RECORDED DATA section start
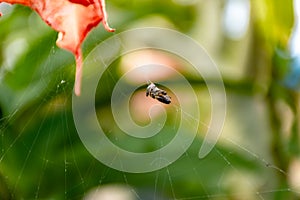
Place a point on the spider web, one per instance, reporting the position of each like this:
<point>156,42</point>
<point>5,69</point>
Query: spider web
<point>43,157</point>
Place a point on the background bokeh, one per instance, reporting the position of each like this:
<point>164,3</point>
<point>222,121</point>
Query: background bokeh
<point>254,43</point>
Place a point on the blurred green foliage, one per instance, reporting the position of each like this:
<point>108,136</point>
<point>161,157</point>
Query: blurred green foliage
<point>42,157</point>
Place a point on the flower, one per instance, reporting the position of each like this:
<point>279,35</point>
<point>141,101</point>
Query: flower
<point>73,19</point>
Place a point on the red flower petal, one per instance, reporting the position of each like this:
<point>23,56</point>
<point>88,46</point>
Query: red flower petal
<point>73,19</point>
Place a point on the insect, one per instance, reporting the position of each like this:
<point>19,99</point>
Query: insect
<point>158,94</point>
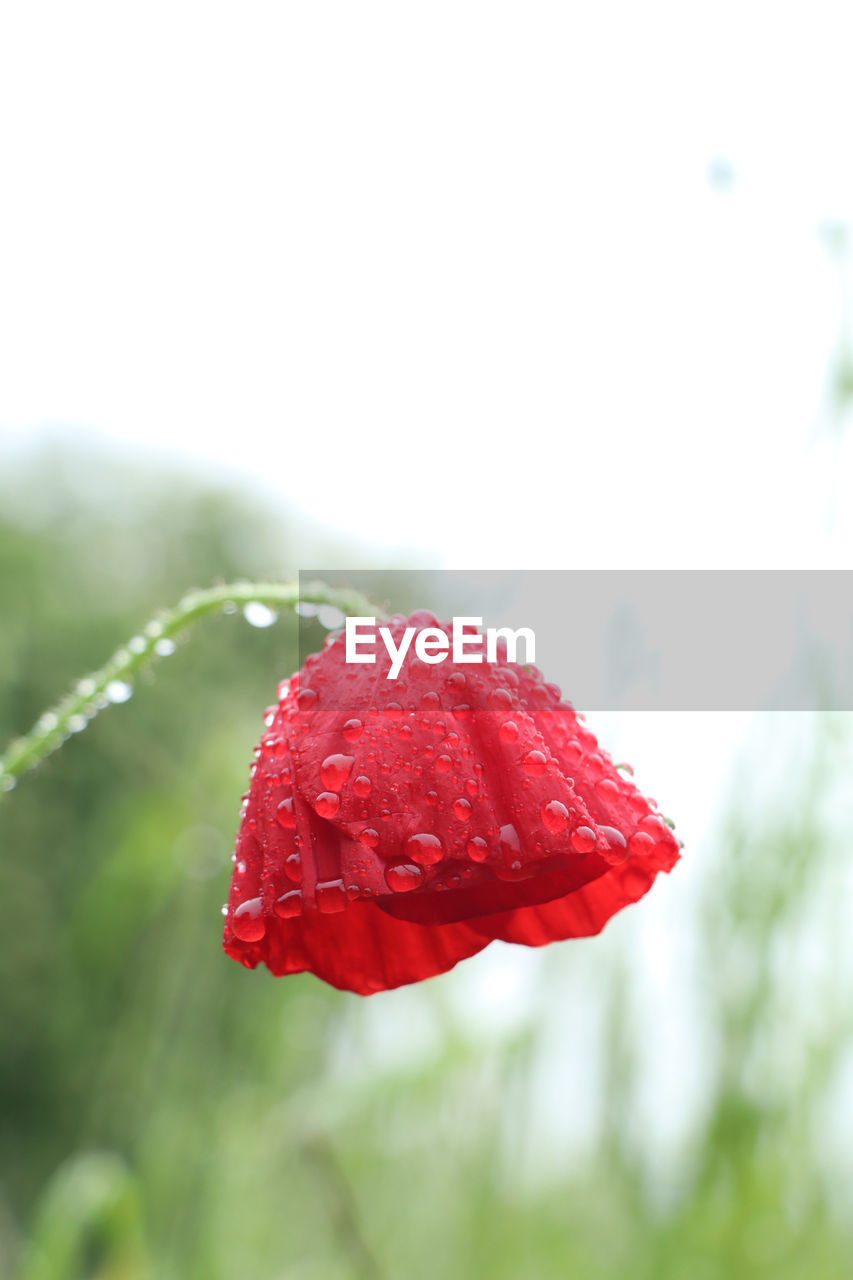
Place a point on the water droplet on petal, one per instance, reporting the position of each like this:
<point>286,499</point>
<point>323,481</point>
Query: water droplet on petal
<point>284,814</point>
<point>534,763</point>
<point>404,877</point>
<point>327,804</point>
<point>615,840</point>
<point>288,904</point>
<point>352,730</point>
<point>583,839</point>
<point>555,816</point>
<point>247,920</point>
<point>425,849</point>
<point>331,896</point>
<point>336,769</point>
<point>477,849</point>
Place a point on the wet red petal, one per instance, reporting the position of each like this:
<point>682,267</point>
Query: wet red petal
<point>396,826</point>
RECORDED DATA section end
**WHAT IS NEEDED**. Given the listing above, retype only the span of lines from the line with "Query: insect" up to and including the line with "<point>323,481</point>", exactly as it stands and without pictures.

**OUTPUT OF THE EXERCISE**.
Query: insect
<point>158,94</point>
Place a point on the water droplet on petal, one per instance, reporting the position of each like this:
<point>286,499</point>
<point>323,481</point>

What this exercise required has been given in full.